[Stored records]
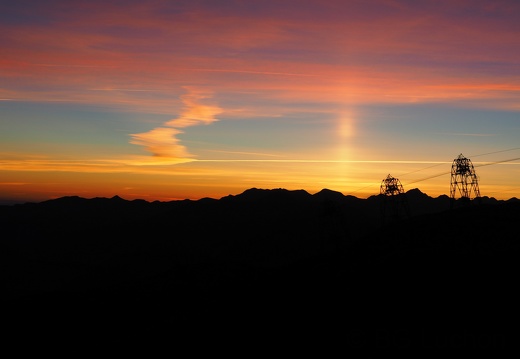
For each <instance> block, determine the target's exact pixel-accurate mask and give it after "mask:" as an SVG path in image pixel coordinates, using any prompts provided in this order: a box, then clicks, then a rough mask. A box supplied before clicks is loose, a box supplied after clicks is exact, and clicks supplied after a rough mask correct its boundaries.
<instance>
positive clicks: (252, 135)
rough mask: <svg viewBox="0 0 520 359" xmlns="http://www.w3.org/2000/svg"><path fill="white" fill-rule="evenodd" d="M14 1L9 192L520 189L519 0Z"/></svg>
mask: <svg viewBox="0 0 520 359" xmlns="http://www.w3.org/2000/svg"><path fill="white" fill-rule="evenodd" d="M4 7H5V9H4V10H3V11H2V14H1V15H0V18H1V21H0V45H1V48H2V49H3V50H2V56H1V57H0V80H1V82H0V199H4V200H15V201H27V200H43V199H47V198H55V197H60V196H64V195H81V196H84V197H95V196H110V197H111V196H113V195H115V194H118V195H120V196H122V197H123V198H128V199H132V198H144V199H147V200H154V199H159V200H169V199H184V198H192V199H196V198H201V197H216V198H220V197H222V196H225V195H227V194H237V193H240V192H242V191H244V190H245V189H248V188H251V187H257V188H279V187H283V188H287V189H305V190H307V191H309V192H311V193H313V192H317V191H319V190H320V189H322V188H329V189H332V190H337V191H340V192H342V193H344V194H352V195H356V196H358V197H367V196H369V195H372V194H377V193H379V185H380V183H381V181H382V180H383V179H384V178H385V177H386V175H387V174H389V173H390V174H392V175H393V176H396V177H398V178H399V179H400V180H401V182H402V183H403V185H404V187H405V190H408V189H411V188H415V187H417V188H420V189H421V190H422V191H423V192H425V193H427V194H429V195H431V196H438V195H440V194H448V193H449V184H450V177H449V172H450V167H451V163H452V161H453V159H455V158H456V157H457V156H458V155H459V154H460V153H463V154H464V155H466V156H467V157H469V158H471V160H472V161H473V162H474V164H475V165H476V166H477V167H476V169H477V173H478V175H479V176H480V187H481V194H482V195H488V196H494V197H496V198H500V199H508V198H511V197H513V196H518V193H519V192H520V180H518V178H519V176H518V171H519V167H518V164H520V162H519V161H516V160H515V158H517V157H520V150H518V148H519V147H520V143H519V141H518V139H519V138H520V118H519V115H518V113H519V111H520V106H519V104H520V101H519V90H520V65H519V64H520V61H519V60H520V46H519V45H520V43H519V42H520V23H519V22H518V16H517V14H518V13H519V10H520V4H519V3H518V2H516V1H421V2H409V1H390V0H388V1H371V2H366V1H298V2H295V1H276V2H274V1H263V2H252V1H219V2H214V1H175V2H169V1H146V2H137V1H127V2H124V4H123V3H121V4H118V5H115V3H111V4H106V2H101V1H88V2H87V1H78V2H65V1H49V2H39V1H19V2H13V3H11V4H8V5H5V6H4ZM503 160H507V161H506V162H504V163H499V164H494V165H488V164H489V163H494V162H497V161H503ZM437 175H438V176H437ZM425 178H429V179H425Z"/></svg>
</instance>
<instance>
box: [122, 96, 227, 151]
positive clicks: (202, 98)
mask: <svg viewBox="0 0 520 359" xmlns="http://www.w3.org/2000/svg"><path fill="white" fill-rule="evenodd" d="M187 89H188V93H187V94H186V95H184V96H182V98H181V99H182V102H183V103H184V108H183V110H182V112H181V114H180V115H179V117H177V118H174V119H171V120H169V121H167V122H166V123H164V126H162V127H157V128H154V129H152V130H150V131H148V132H144V133H137V134H131V135H130V136H131V137H132V140H131V141H130V143H132V144H134V145H140V146H144V147H145V148H146V150H147V151H149V152H151V153H152V154H153V155H154V156H155V157H161V158H168V159H172V160H174V159H177V160H183V159H184V160H186V159H189V158H192V157H193V155H191V154H190V153H189V152H188V151H187V149H186V147H185V146H183V145H182V144H180V142H179V139H178V138H177V137H176V136H177V135H178V134H180V133H183V131H181V130H179V128H185V127H190V126H196V125H201V124H205V125H209V124H211V123H213V122H215V121H218V119H217V118H216V117H215V116H216V115H218V114H219V113H221V112H222V109H221V108H220V107H218V106H211V105H204V104H201V103H200V101H201V100H203V99H205V98H209V97H210V95H209V93H207V92H204V91H201V90H197V89H193V88H187Z"/></svg>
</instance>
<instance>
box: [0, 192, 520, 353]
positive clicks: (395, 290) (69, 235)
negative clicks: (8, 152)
mask: <svg viewBox="0 0 520 359" xmlns="http://www.w3.org/2000/svg"><path fill="white" fill-rule="evenodd" d="M407 198H408V203H409V213H408V215H406V214H405V213H400V214H399V213H398V214H397V215H396V216H394V217H391V218H390V217H388V213H390V212H389V211H387V212H385V215H384V216H383V215H382V213H381V207H380V204H381V202H380V201H381V200H382V198H380V197H379V196H374V197H371V198H368V199H366V200H363V199H358V198H355V197H351V196H343V195H342V194H341V193H338V192H334V191H330V190H323V191H321V192H319V193H317V194H314V195H310V194H309V193H307V192H305V191H287V190H283V189H277V190H259V189H251V190H248V191H246V192H244V193H242V194H240V195H237V196H227V197H224V198H221V199H219V200H216V199H210V198H206V199H202V200H199V201H189V200H186V201H174V202H152V203H149V202H146V201H142V200H136V201H126V200H123V199H121V198H119V197H117V196H116V197H113V198H111V199H107V198H95V199H84V198H80V197H65V198H60V199H57V200H52V201H46V202H42V203H33V204H30V203H29V204H24V205H16V206H4V207H0V215H1V220H0V225H1V227H2V234H3V235H2V242H1V250H2V252H1V253H2V258H1V259H2V274H1V280H2V286H3V288H4V289H5V293H4V295H3V299H4V304H3V309H4V312H5V313H7V315H6V317H7V318H6V319H5V320H4V323H5V325H6V327H8V328H10V336H11V339H19V338H26V339H27V340H29V339H28V338H31V339H30V340H36V339H38V338H40V339H42V340H43V338H44V339H45V340H43V341H44V342H46V343H49V342H50V343H54V342H56V341H58V342H64V341H65V342H68V343H70V342H72V343H74V342H78V343H79V342H84V341H85V340H86V339H88V340H89V341H91V342H102V341H108V342H111V343H120V345H126V346H128V345H130V344H132V343H133V344H137V343H155V345H158V344H165V343H167V344H168V345H182V344H186V343H192V342H194V341H195V342H197V341H198V343H199V344H201V343H205V344H204V345H205V346H207V345H223V344H225V345H229V346H230V348H232V347H236V346H237V345H239V344H240V343H242V344H244V343H250V345H260V344H261V343H264V345H263V346H265V345H271V344H273V343H284V344H286V345H287V344H288V343H291V345H293V347H294V348H307V347H309V349H310V347H316V348H320V347H321V348H322V349H323V350H324V348H331V347H339V348H342V349H343V350H344V353H347V350H349V348H352V347H358V348H359V347H361V348H371V347H402V348H406V347H416V346H417V347H425V348H436V347H440V348H442V347H488V348H498V347H503V346H509V345H511V344H512V343H515V342H516V340H517V338H518V335H519V334H520V331H519V330H518V329H517V326H516V325H513V326H511V325H510V324H513V323H515V322H517V321H518V319H519V315H518V314H519V313H518V299H519V296H518V294H517V293H516V292H517V291H516V283H517V277H518V273H520V270H519V269H520V261H519V260H518V255H519V253H520V246H519V237H520V236H519V234H518V224H519V223H520V203H519V202H518V201H516V200H510V201H496V200H494V199H489V198H484V199H483V200H482V201H481V202H480V204H477V203H470V204H468V205H457V206H452V207H450V202H449V198H447V197H445V196H441V197H439V198H431V197H428V196H427V195H425V194H423V193H421V192H420V191H419V190H412V191H409V192H408V193H407ZM35 338H36V339H35ZM210 343H213V344H210Z"/></svg>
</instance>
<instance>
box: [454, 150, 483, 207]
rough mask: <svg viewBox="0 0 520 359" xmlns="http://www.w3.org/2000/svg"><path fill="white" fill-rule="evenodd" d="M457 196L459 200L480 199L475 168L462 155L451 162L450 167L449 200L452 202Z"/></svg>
mask: <svg viewBox="0 0 520 359" xmlns="http://www.w3.org/2000/svg"><path fill="white" fill-rule="evenodd" d="M457 195H460V198H461V199H464V200H470V199H472V198H479V197H480V190H479V188H478V176H477V174H476V173H475V168H474V167H473V164H472V163H471V160H470V159H469V158H466V157H464V156H463V155H462V153H461V154H460V155H459V157H457V158H455V159H454V160H453V164H452V165H451V184H450V198H451V199H452V202H453V200H455V199H456V197H457Z"/></svg>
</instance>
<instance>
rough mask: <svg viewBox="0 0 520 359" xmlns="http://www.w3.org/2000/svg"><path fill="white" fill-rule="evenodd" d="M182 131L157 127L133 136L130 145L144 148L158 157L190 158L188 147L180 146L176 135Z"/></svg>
mask: <svg viewBox="0 0 520 359" xmlns="http://www.w3.org/2000/svg"><path fill="white" fill-rule="evenodd" d="M179 133H182V131H179V130H176V129H175V128H166V127H157V128H154V129H153V130H151V131H148V132H144V133H137V134H133V135H131V136H132V141H130V143H132V144H134V145H140V146H144V147H145V148H146V150H147V151H150V152H151V153H152V154H153V155H154V156H157V157H189V156H190V155H189V154H188V152H187V151H186V147H184V146H183V145H181V144H179V139H178V138H175V135H177V134H179Z"/></svg>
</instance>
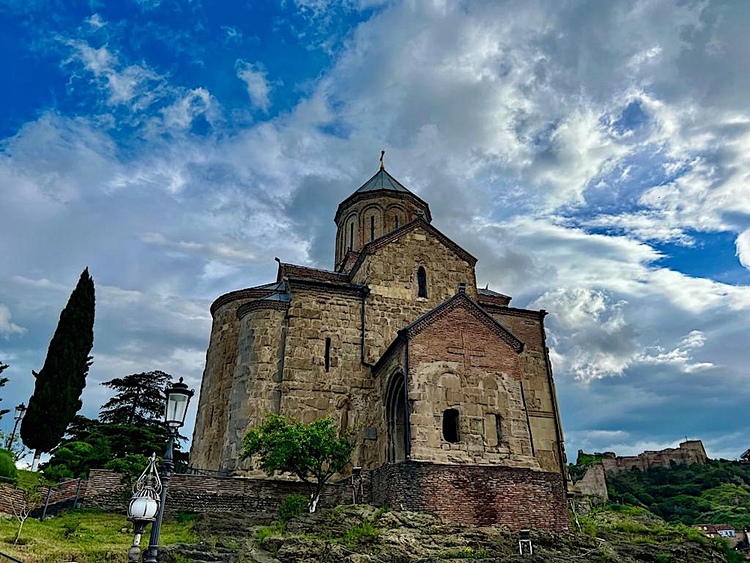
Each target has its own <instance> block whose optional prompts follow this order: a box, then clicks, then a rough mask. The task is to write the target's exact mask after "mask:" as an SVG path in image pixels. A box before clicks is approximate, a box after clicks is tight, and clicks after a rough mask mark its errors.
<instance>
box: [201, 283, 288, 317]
mask: <svg viewBox="0 0 750 563" xmlns="http://www.w3.org/2000/svg"><path fill="white" fill-rule="evenodd" d="M272 293H276V292H275V291H274V290H272V289H264V288H263V286H259V287H248V288H245V289H238V290H235V291H230V292H229V293H225V294H224V295H221V296H219V297H218V298H217V299H216V300H215V301H214V302H213V303H212V304H211V316H213V315H214V314H215V313H216V311H217V309H219V308H220V307H223V306H224V305H226V304H227V303H231V302H232V301H238V300H240V299H261V298H263V297H266V296H267V295H271V294H272Z"/></svg>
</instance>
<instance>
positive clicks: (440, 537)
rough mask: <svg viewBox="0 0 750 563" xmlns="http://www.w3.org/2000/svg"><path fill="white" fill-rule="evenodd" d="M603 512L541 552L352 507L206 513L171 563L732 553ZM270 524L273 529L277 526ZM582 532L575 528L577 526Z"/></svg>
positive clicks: (416, 514)
mask: <svg viewBox="0 0 750 563" xmlns="http://www.w3.org/2000/svg"><path fill="white" fill-rule="evenodd" d="M651 520H653V521H649V518H646V519H645V520H644V518H643V517H640V518H633V517H632V516H624V515H621V514H617V513H616V512H607V511H602V512H600V513H598V514H597V515H594V516H591V517H588V518H583V519H582V520H581V527H582V530H583V531H580V532H579V531H576V532H570V533H562V534H557V533H554V532H549V531H533V532H532V535H531V539H532V544H533V548H534V554H533V555H528V554H525V555H523V556H521V555H519V553H518V535H517V534H514V533H511V532H510V531H508V530H505V529H501V528H473V527H469V526H458V525H451V524H442V523H441V522H440V521H439V520H438V519H437V518H435V517H433V516H431V515H428V514H421V513H414V512H397V511H387V510H383V509H377V508H374V507H371V506H364V505H360V506H345V507H338V508H335V509H332V510H321V511H319V512H318V513H316V514H304V515H302V516H299V517H296V518H293V519H292V520H291V521H290V522H289V523H288V524H287V526H286V530H285V531H284V533H283V534H282V533H281V531H280V527H279V525H278V523H269V522H262V521H259V520H258V519H254V518H244V517H241V516H237V515H204V516H201V517H199V518H198V519H196V520H195V522H194V523H193V525H194V529H195V531H196V533H197V534H198V536H199V537H200V538H202V541H201V542H200V543H199V544H197V545H178V546H171V547H170V548H169V550H168V551H167V553H165V555H168V557H167V561H168V562H169V563H183V562H186V561H193V562H196V563H198V562H201V563H202V562H206V563H208V562H212V563H213V562H224V563H325V562H330V563H412V562H414V563H417V562H420V563H428V562H429V563H432V562H435V563H437V562H446V561H466V560H473V561H485V562H488V563H489V562H507V563H513V562H517V563H530V562H535V563H537V562H538V563H541V562H545V563H558V562H559V563H562V562H592V563H594V562H595V563H602V562H618V563H619V562H622V563H630V562H641V561H651V562H657V563H664V562H670V563H683V562H684V563H704V562H705V563H714V562H715V563H719V562H724V561H726V559H725V556H724V550H722V548H721V547H720V546H718V545H716V544H714V543H712V542H710V541H708V540H703V539H702V538H701V537H700V536H699V535H698V534H694V533H689V531H687V532H686V531H685V530H682V531H681V530H676V529H673V528H670V527H668V526H665V525H664V523H663V522H661V521H658V520H657V519H653V518H651ZM269 524H270V525H269ZM574 527H575V525H574Z"/></svg>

— JOB ITEM —
Print the lines above, starting from the first one and ending after the line that contains "1L9 192L520 189L519", with both ends included. Leave the pictures out.

— OUTPUT OF THE TASK —
For each <instance> block, determine the target's exact pixel-accurate mask and give it after "mask:" as an SVG path in image pixel coordinates, using any prompts provided in this order: a box, then clicks, then a rough mask. A box supplied before clicks is loose, a box supplied after clicks is exact, and clicks supplied after a rough mask correct its boundaries.
<instance>
positive clicks: (252, 135)
rough mask: <svg viewBox="0 0 520 359" xmlns="http://www.w3.org/2000/svg"><path fill="white" fill-rule="evenodd" d="M14 1L9 192L520 189L519 0Z"/></svg>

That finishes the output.